[Raw data — start]
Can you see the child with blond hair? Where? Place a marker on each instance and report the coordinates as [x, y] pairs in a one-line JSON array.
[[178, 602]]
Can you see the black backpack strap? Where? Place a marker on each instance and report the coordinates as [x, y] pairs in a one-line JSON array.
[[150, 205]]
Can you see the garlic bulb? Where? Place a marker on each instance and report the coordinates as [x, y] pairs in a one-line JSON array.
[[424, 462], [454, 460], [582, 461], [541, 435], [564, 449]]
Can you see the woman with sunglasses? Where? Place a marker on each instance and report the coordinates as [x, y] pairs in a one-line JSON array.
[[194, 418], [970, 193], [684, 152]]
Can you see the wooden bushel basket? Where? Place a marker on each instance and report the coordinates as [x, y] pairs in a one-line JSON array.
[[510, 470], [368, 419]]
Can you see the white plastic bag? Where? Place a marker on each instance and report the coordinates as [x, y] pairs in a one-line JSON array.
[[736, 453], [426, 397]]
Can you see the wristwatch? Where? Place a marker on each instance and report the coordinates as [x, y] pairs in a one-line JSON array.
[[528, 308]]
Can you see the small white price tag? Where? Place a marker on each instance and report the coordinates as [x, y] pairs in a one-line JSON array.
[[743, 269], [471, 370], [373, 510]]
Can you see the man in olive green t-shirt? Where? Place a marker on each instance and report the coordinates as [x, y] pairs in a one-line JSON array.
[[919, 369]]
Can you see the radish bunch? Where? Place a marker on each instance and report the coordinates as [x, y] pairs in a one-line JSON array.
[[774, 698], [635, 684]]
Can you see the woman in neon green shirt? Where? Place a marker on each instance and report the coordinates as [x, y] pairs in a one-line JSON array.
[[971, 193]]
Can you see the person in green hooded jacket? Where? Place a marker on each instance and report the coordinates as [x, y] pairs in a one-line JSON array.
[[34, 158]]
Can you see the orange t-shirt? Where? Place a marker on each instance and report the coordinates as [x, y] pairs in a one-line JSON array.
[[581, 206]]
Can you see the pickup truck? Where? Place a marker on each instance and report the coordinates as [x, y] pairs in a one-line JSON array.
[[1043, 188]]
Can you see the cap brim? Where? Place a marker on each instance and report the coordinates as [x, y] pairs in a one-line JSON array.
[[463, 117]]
[Raw data — finish]
Work task | Repeat, word for word, all of the data shown above.

Written response |
Can you see the child with blond hair? Where? Place a marker on each instance and report the coordinates as [x, y] pairs in a one-line JSON array.
[[178, 602]]
Can you see the black backpack strap? Where? Place a marker on each instance and report the coordinates as [x, y] pairs in a one-line JSON array.
[[150, 205]]
Can you see the garlic bulb? Where? Place a marker on each instance and report the coordinates as [x, y] pairs in a one-line JSON array.
[[424, 462], [454, 460], [582, 461], [541, 435], [564, 449]]
Can you see the woman with sunglasses? Where? Place a marker on each instance and report the coordinates as [x, y] pairs in a one-line JSON array.
[[194, 418], [970, 193], [684, 152]]
Can you see the wooden bushel basket? Where? Place a marker on each instance and report the coordinates as [x, y] pairs in a one-line JSON array.
[[510, 470], [368, 419]]
Can you see the white plastic bag? Where? Place a marker on each instance and report the coordinates as [x, y] pairs in a one-line JSON array.
[[736, 453], [426, 397]]
Can you see the wristwatch? Where? Place a marker on each instance and report the coordinates as [x, y] pairs in a one-line JSON array.
[[528, 308]]
Can you see the small white price tag? Where? Place a marker on each instance and report the coordinates as [x, y] pairs in a one-line JSON array.
[[743, 269], [471, 370], [373, 510]]
Can you see the man in olive green t-shirt? Where? Place a marker on each instance and report the coordinates as [x, y] pairs in a one-line JSON array.
[[919, 369]]
Can you see the radish bunch? Where? Place a marker on each instance and report the coordinates as [x, y] pairs in a one-line JSON array.
[[774, 698], [635, 684]]
Can you see the woman in neon green shirt? Where? Place a marker on each instance and report the coordinates as [x, y] pairs in a one-line JSON array.
[[971, 193]]
Can you see the person in green hooded jacket? Where? Place a marker on each instance and report the coordinates as [x, y] pairs in a one-line JSON array.
[[34, 158]]
Can you see the orange t-shirt? Where? Place a marker on each instance and report the coordinates as [x, y] pairs in a one-line JSON array.
[[581, 206]]
Can you see the pickup truck? Where? Place a marker on each instance and report the coordinates as [x, y] pairs in a one-line JSON array.
[[1043, 188]]
Can you see the cap brim? Where? Place a marker on each instance and report the coordinates as [x, y] pairs in a one-line JSON array.
[[463, 117]]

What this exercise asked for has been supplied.